- What to produce:
From the data that follows, print exactly the lines starting at the one containing "the black sunglasses" and ending at the one containing "of the short"; include both of them and nothing more.

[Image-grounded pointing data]
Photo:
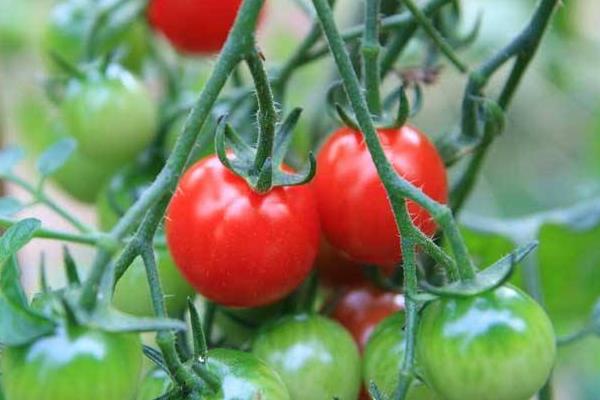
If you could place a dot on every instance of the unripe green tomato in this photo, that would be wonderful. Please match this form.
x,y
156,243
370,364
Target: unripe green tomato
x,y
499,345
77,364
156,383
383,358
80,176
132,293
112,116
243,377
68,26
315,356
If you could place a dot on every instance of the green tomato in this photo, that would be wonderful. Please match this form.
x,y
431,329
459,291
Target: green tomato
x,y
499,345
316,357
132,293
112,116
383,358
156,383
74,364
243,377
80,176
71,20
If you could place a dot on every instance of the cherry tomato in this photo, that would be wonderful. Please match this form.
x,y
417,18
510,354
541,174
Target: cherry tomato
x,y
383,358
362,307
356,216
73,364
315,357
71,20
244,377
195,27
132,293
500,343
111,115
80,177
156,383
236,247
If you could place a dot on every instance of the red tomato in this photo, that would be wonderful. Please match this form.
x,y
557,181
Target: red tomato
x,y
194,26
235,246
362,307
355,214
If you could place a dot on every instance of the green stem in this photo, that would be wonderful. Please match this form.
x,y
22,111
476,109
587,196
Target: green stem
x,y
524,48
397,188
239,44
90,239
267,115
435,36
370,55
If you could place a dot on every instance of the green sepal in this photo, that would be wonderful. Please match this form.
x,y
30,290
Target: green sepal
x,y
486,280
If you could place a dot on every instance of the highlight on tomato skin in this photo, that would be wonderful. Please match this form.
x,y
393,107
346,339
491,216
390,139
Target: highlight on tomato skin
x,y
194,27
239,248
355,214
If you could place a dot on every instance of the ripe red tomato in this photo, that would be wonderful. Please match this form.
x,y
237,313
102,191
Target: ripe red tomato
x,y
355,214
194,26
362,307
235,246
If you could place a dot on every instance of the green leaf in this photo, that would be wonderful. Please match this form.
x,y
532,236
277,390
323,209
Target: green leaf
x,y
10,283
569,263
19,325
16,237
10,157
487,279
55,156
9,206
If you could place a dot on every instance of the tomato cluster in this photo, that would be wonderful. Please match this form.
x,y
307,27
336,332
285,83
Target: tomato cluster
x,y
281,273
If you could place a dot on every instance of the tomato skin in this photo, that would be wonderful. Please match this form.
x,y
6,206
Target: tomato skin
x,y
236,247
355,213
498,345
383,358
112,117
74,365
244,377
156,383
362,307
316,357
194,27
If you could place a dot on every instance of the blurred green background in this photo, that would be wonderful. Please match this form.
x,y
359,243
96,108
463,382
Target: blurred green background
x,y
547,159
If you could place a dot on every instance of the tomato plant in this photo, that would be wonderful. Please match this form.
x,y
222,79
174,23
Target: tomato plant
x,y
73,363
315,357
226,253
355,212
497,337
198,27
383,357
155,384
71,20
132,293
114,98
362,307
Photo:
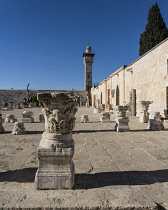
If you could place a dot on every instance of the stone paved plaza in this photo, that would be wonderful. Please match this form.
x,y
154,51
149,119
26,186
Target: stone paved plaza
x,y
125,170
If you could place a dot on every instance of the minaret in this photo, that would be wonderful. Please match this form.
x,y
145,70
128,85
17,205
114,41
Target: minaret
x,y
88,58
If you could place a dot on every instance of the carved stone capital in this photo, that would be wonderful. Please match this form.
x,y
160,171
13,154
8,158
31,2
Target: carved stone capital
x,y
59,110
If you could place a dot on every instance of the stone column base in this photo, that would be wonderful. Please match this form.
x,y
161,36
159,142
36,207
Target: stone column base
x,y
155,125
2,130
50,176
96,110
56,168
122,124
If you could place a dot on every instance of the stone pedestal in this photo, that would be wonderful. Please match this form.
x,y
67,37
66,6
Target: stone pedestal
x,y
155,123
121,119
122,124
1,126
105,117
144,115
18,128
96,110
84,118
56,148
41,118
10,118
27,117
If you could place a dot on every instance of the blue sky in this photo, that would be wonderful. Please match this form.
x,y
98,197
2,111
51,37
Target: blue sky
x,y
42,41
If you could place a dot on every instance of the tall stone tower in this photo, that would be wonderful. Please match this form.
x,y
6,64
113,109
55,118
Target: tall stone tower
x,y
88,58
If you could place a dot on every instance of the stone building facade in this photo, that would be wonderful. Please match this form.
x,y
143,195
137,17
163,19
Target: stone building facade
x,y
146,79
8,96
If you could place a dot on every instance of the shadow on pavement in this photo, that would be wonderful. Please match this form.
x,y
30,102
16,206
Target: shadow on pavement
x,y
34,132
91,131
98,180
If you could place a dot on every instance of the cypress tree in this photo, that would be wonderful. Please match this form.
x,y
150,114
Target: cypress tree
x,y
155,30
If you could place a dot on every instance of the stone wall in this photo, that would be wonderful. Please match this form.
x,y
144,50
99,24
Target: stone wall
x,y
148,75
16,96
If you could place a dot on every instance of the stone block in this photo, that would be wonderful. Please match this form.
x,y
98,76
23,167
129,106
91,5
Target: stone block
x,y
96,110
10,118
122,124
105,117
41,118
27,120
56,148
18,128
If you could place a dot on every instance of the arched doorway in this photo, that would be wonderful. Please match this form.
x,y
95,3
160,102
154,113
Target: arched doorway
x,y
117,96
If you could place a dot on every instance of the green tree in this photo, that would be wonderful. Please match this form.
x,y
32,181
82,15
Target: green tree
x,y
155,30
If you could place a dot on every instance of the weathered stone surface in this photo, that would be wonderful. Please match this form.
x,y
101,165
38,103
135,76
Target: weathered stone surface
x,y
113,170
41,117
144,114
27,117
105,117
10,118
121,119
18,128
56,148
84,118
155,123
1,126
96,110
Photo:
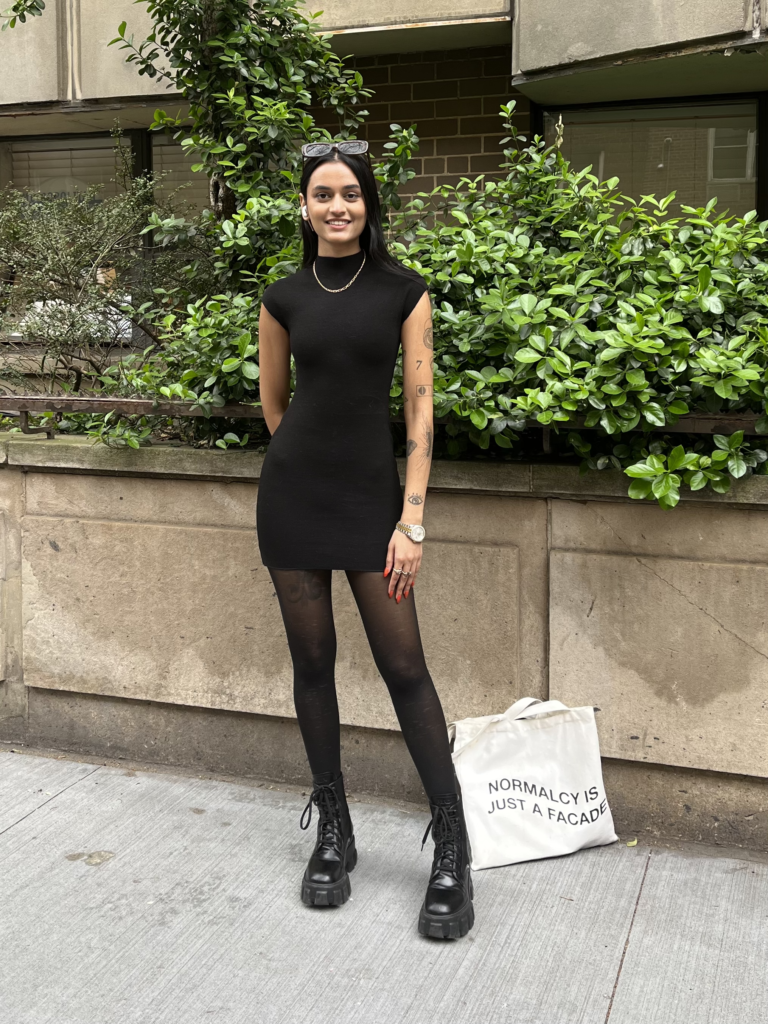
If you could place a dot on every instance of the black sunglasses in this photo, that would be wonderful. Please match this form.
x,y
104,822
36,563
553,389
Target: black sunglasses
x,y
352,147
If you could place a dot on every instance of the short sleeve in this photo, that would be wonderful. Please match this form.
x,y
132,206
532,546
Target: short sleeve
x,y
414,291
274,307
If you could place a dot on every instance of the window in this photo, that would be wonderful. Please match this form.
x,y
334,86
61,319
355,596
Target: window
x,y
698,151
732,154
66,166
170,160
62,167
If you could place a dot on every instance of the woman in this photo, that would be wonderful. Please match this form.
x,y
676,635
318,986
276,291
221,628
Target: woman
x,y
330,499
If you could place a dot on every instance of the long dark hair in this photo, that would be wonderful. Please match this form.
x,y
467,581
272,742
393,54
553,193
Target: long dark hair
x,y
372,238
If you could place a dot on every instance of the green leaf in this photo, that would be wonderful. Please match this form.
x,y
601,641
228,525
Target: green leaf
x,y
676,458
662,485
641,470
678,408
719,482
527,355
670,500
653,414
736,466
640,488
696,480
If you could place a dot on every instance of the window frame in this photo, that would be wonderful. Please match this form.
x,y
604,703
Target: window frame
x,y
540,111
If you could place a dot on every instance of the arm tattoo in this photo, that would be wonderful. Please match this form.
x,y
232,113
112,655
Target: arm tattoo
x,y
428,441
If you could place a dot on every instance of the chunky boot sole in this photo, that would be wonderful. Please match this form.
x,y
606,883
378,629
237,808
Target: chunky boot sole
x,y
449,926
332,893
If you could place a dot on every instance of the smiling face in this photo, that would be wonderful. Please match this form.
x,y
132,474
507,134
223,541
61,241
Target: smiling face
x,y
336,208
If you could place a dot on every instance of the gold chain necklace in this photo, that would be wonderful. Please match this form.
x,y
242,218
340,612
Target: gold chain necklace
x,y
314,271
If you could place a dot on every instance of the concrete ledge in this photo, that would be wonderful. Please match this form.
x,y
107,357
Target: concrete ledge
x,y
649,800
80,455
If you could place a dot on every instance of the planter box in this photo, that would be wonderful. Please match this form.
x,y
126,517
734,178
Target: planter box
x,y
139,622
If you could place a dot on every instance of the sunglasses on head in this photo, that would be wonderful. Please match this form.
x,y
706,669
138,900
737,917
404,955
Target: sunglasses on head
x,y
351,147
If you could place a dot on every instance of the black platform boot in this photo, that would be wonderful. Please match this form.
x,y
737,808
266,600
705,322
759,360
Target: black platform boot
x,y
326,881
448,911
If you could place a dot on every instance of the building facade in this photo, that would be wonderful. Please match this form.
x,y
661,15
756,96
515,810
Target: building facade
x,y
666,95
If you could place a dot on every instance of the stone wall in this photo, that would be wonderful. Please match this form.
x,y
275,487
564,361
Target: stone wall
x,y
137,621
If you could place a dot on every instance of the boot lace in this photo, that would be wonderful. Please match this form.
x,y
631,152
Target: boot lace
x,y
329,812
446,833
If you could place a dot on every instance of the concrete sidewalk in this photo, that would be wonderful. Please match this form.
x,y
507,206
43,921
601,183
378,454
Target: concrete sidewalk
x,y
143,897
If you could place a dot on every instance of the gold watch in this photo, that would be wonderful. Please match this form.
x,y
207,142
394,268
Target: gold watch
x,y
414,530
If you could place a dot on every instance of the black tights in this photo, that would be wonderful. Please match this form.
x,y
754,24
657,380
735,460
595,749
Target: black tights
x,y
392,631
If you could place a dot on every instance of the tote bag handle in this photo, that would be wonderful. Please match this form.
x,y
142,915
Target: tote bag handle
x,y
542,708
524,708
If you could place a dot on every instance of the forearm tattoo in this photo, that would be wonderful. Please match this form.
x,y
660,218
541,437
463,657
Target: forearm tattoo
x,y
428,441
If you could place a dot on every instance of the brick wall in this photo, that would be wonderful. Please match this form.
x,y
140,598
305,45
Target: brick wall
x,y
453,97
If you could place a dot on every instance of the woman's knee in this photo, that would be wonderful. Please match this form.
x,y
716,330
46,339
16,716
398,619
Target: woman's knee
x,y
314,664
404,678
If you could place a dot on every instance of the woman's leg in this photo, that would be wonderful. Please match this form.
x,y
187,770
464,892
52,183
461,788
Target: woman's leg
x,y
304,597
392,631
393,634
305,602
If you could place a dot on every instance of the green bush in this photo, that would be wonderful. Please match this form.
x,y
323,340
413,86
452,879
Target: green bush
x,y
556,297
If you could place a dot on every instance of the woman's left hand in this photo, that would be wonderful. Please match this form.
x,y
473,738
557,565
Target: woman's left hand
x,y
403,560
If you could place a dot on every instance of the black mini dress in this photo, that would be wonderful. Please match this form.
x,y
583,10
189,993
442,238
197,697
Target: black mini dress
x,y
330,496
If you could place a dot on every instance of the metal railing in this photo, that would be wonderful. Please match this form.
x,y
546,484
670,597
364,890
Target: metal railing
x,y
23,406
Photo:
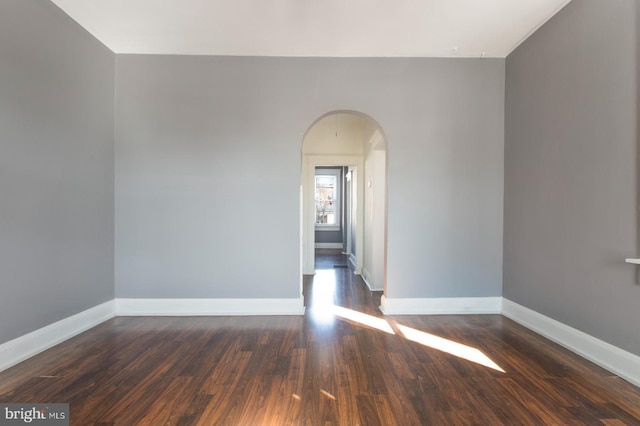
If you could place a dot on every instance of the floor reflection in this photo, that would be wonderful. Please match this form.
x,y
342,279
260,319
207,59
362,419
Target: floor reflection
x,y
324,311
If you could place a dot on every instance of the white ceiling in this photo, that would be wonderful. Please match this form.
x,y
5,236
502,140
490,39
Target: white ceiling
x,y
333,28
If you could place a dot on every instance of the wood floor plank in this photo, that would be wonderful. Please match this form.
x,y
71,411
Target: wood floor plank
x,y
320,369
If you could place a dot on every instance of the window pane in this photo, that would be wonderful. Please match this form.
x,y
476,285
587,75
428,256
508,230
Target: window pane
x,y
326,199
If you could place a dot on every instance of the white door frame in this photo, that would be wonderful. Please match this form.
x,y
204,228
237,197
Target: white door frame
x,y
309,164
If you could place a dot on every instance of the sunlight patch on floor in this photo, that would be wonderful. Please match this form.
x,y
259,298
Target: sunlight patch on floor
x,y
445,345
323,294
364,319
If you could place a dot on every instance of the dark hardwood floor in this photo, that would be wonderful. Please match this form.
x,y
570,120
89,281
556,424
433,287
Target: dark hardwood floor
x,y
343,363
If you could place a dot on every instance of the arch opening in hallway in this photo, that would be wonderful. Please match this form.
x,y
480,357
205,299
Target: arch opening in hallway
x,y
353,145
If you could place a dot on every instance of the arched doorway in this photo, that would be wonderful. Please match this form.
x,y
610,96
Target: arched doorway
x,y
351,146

- Problem solution:
If you could place a dot on every instance of the black sunglasses in this photo, that would be wonderful. Please match this form.
x,y
104,822
36,563
553,389
Target: black sunglasses
x,y
352,147
If you could place a dot on every instance of the short sleeve in this photo, that would be wonderful. Please match this form.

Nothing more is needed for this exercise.